Please swap "flower buds cluster" for "cluster of flower buds" in the part of the entries that opens with the line containing "job: give the outline of every instance of the **flower" and closes with the line containing "M641 490L637 490L636", and give back only that part with nothing else changed.

*Records for the task*
*****

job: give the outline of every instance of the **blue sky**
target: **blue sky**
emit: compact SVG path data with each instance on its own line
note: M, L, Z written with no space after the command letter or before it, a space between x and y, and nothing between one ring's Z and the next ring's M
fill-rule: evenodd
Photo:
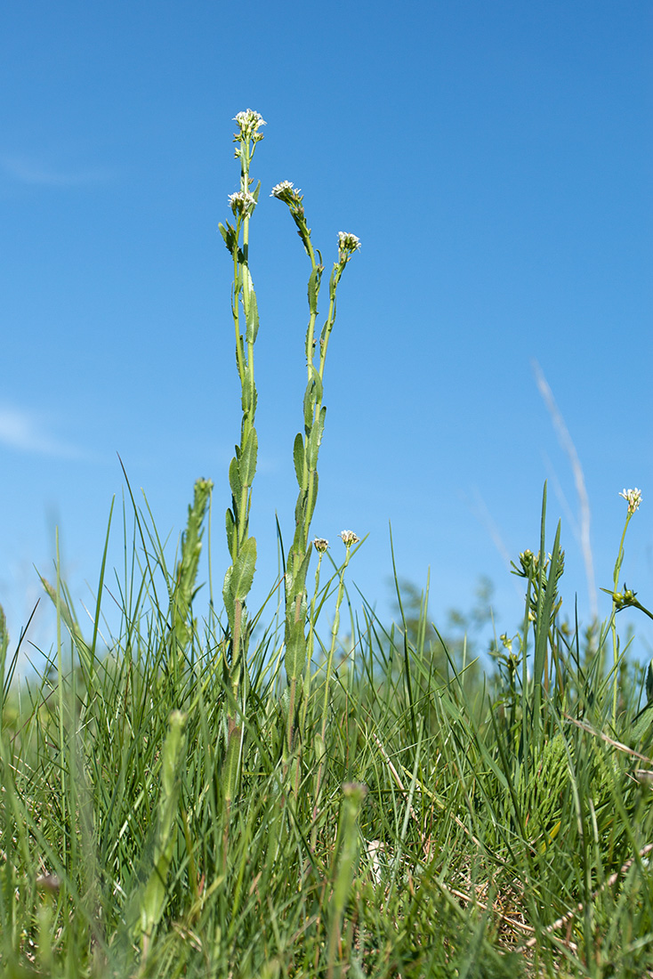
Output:
M390 607L392 522L399 574L423 584L431 569L437 623L485 575L497 631L514 631L507 560L536 550L548 479L565 608L577 592L588 615L579 496L536 362L583 467L596 584L611 583L619 490L637 486L623 577L653 605L649 0L10 0L0 23L0 602L14 638L56 526L88 602L124 488L117 452L172 541L194 480L213 480L217 579L226 568L239 388L217 225L247 108L267 122L251 229L259 592L275 512L292 536L304 385L309 269L267 196L288 179L327 267L339 231L362 242L329 350L313 530L336 547L344 528L369 534L351 569L367 599ZM31 637L48 648L39 615Z

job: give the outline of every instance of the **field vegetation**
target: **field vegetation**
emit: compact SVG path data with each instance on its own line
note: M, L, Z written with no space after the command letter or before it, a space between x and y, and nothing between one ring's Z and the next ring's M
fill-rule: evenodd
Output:
M286 547L279 534L279 578L249 607L250 168L263 120L248 110L236 122L241 185L221 226L242 388L230 564L221 593L210 572L199 594L213 487L198 480L172 559L128 496L124 563L110 569L105 549L90 629L60 575L43 579L57 635L36 679L12 683L21 642L0 615L0 972L653 975L653 670L630 661L618 632L623 608L650 615L619 583L641 494L622 494L603 624L561 618L546 488L533 549L515 555L523 621L490 657L443 634L428 590L396 573L394 625L356 604L348 568L364 540L310 529L337 290L360 243L338 235L319 325L322 255L288 181L272 197L309 265L295 536ZM111 633L107 602L119 610Z

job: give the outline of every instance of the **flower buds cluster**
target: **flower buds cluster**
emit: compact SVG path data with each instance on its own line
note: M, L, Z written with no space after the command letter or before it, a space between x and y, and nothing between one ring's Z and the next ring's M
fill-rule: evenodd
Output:
M246 109L244 113L238 113L234 116L234 122L238 122L240 130L234 133L236 142L252 139L257 143L259 139L263 138L262 132L258 132L258 127L265 125L265 119L258 113L255 113L254 109Z
M257 207L257 199L254 194L250 194L249 190L236 191L235 194L230 194L227 200L234 212L234 217L238 217L239 214L247 216Z
M354 252L360 249L360 239L349 231L338 232L338 260L341 265L347 264Z
M641 490L637 490L636 487L634 490L623 490L619 495L628 503L630 514L634 513L641 503Z

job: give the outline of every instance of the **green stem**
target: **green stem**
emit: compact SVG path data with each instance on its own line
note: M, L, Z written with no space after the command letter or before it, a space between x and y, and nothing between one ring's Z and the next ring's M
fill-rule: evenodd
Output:
M619 576L622 572L622 564L624 563L624 542L626 540L626 532L629 529L629 524L630 523L630 517L632 514L629 511L626 516L626 523L624 525L624 532L622 534L622 539L619 542L619 550L617 552L617 560L615 562L615 571L612 576L612 583L614 585L613 595L619 590ZM614 676L612 678L612 725L616 727L617 724L617 664L619 662L619 639L617 637L617 603L613 597L612 599L612 620L610 624L610 631L612 633L612 664Z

*****

*Task answer*
job: give the outline of every instance of the **cluster of flower buds**
target: **cluster of flower buds**
emit: compact SVG path data with each instance on its own line
note: M, L, Z written with no space after the command letter or before it, a space between x and y, and nothing between one ring's Z and the next ring's M
fill-rule: evenodd
Output:
M246 109L244 113L238 113L234 116L234 122L238 122L240 130L234 133L236 142L252 139L257 143L259 139L263 138L262 132L258 132L258 127L265 125L265 119L258 113L255 113L254 109Z
M257 207L257 199L254 194L250 194L249 190L236 191L235 194L230 194L227 200L234 212L234 217L238 217L239 214L247 216Z
M354 252L360 249L360 239L349 231L338 232L338 260L341 265L347 264Z
M641 490L637 490L636 487L634 490L623 490L619 495L628 503L630 514L634 513L641 503Z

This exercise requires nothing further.